--- Your objective ---
Examine each line of the data. Copy those that contain the string "carved".

--- Input data ---
########################################
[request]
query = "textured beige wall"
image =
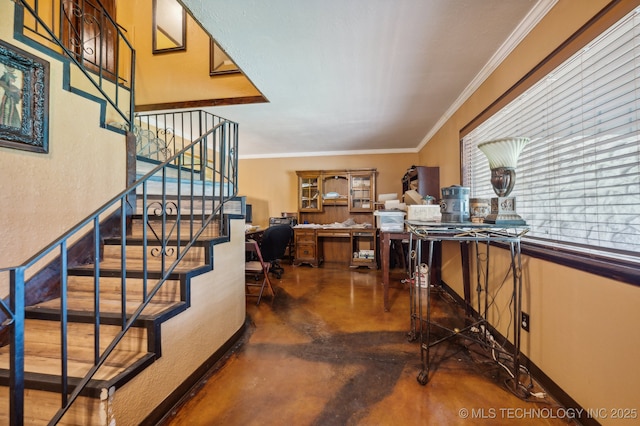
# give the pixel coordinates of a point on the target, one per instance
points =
(584, 332)
(271, 185)
(175, 76)
(43, 195)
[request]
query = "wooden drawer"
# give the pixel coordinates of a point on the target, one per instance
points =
(305, 252)
(307, 235)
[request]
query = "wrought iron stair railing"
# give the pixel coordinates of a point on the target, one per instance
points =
(190, 190)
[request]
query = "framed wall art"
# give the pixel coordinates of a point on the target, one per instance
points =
(24, 100)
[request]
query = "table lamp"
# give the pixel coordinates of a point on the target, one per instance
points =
(503, 157)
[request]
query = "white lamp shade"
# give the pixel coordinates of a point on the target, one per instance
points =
(503, 152)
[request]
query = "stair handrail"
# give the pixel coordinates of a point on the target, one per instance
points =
(221, 141)
(98, 81)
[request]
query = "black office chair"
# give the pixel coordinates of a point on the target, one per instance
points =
(274, 243)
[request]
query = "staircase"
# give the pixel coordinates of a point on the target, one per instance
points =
(93, 350)
(146, 262)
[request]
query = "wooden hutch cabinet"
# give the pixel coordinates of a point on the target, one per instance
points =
(326, 200)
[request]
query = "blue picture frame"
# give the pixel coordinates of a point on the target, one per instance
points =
(24, 100)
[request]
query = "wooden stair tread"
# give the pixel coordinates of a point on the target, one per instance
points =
(41, 406)
(42, 349)
(136, 265)
(85, 303)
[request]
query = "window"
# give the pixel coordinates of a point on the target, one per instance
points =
(578, 180)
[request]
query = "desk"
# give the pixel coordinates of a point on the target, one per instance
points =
(385, 248)
(316, 244)
(477, 329)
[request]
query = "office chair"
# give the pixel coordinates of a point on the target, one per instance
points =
(255, 268)
(274, 243)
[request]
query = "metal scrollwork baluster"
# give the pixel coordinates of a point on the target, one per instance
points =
(158, 210)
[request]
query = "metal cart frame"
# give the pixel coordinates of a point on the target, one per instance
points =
(476, 329)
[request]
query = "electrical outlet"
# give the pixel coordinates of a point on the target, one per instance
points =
(524, 321)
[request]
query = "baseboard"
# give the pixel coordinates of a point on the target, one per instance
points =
(549, 386)
(182, 393)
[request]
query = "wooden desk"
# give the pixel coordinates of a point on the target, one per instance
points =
(318, 244)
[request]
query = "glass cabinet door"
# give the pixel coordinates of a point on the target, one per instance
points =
(309, 190)
(361, 197)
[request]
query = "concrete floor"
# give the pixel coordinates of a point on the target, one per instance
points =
(324, 352)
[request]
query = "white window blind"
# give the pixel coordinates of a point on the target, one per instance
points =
(578, 180)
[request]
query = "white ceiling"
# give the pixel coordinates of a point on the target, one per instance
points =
(358, 76)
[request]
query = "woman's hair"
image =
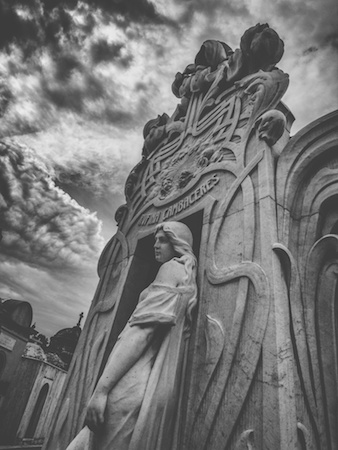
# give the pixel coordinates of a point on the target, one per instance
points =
(181, 238)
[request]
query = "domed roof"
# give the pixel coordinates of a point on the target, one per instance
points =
(34, 351)
(19, 311)
(67, 337)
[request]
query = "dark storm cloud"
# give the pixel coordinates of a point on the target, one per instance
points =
(42, 225)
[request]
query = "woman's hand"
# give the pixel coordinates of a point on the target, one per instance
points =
(95, 411)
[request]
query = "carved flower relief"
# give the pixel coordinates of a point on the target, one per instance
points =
(177, 158)
(154, 132)
(184, 178)
(120, 212)
(166, 187)
(130, 183)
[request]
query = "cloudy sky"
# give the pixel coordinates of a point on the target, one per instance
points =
(78, 81)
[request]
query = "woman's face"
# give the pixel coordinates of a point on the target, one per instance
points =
(164, 250)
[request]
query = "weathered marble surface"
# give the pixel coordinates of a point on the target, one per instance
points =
(262, 366)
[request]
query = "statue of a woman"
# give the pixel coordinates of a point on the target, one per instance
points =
(135, 403)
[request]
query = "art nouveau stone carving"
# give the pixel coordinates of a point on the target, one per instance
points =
(261, 371)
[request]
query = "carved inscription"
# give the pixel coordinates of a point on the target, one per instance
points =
(203, 189)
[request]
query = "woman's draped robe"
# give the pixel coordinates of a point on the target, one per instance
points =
(142, 407)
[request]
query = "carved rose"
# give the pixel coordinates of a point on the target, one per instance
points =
(212, 53)
(262, 47)
(166, 186)
(184, 179)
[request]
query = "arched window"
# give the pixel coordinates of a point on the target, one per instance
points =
(3, 361)
(34, 420)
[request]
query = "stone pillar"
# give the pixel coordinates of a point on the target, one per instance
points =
(223, 164)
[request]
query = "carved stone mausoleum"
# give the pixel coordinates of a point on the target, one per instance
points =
(262, 368)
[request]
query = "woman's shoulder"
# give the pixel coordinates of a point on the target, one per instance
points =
(171, 272)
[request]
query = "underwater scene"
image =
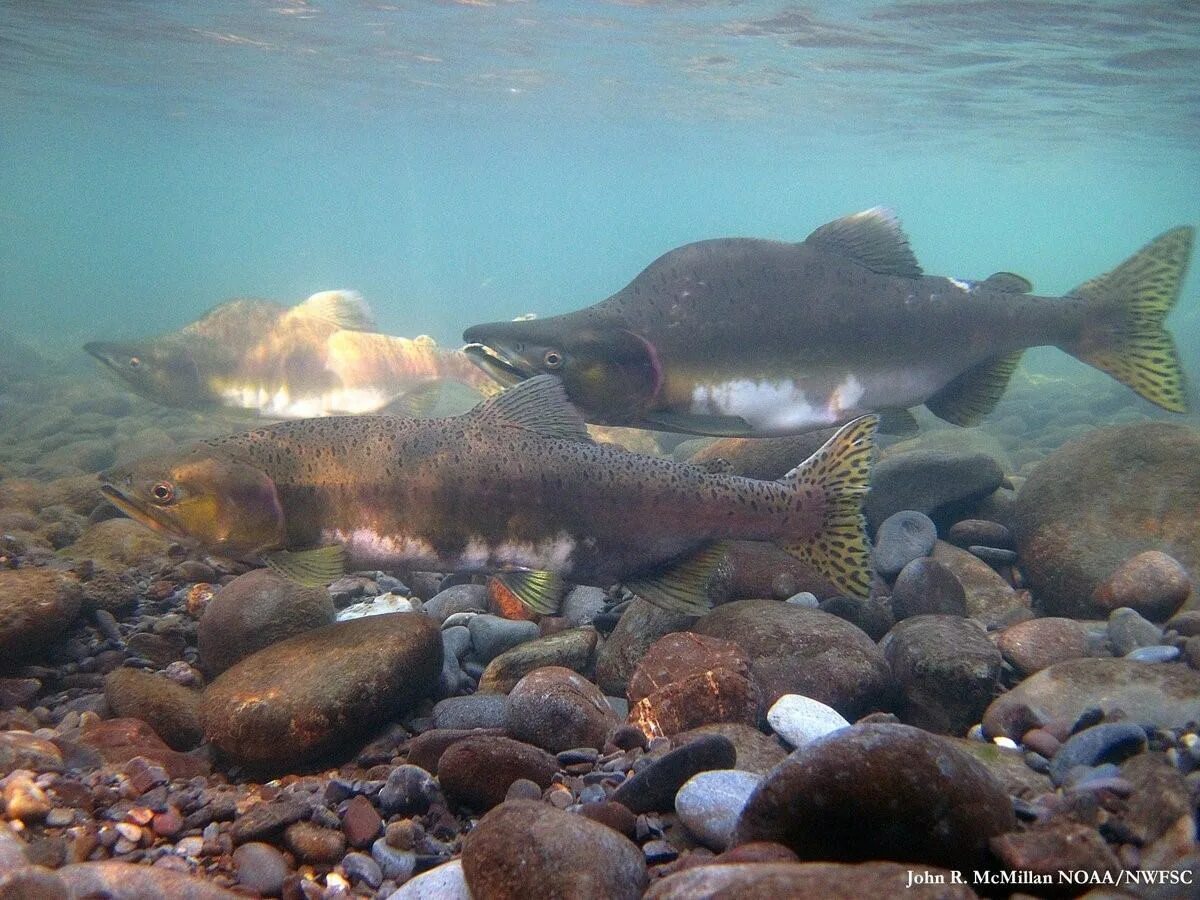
########################################
--- Answer for the task ---
query = "carved flower relief"
query = "carved inscription"
query = "carved rose"
query = "carved stone mausoleum"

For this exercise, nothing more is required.